--- Begin Records shown ---

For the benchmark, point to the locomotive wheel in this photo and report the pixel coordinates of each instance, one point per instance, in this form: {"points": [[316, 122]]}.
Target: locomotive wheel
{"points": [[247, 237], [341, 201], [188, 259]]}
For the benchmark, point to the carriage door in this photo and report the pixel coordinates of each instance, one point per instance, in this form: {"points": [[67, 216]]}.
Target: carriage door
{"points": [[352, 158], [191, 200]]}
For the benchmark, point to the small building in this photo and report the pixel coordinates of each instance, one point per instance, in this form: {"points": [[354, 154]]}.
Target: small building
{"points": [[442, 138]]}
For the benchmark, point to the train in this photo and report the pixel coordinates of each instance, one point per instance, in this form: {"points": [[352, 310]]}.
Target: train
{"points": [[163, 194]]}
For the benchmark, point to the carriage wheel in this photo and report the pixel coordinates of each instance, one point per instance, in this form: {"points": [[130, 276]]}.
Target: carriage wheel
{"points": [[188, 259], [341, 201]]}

--- End Records shown ---
--- Begin Records shown ---

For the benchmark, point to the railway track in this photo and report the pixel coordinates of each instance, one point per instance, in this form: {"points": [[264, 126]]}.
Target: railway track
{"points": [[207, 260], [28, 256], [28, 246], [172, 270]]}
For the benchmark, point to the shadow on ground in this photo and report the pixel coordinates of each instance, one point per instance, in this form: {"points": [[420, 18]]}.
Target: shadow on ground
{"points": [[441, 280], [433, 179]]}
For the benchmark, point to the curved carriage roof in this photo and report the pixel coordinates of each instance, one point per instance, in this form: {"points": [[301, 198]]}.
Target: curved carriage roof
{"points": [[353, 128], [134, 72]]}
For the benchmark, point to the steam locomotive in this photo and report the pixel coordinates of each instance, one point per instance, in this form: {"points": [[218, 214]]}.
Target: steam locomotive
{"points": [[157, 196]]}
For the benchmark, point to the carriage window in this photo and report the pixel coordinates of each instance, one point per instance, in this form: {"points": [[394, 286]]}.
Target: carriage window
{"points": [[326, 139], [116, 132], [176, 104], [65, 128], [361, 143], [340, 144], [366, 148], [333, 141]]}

--- End Records shown ---

__Direction__: Which lines of the material above contain the word "wheel"? Filter them out and copy each one, treating case as significant.

__Result of the task__:
For the benchmark, point to the locomotive wheel in this photo and report the pixel coordinates of each instance, one point per instance, in this form: {"points": [[316, 122]]}.
Target: locomotive wheel
For the benchmark, point to the carriage wheel in this photo and report the pixel coordinates of each instance, one point per instance, in this form: {"points": [[130, 276]]}.
Target: carriage wheel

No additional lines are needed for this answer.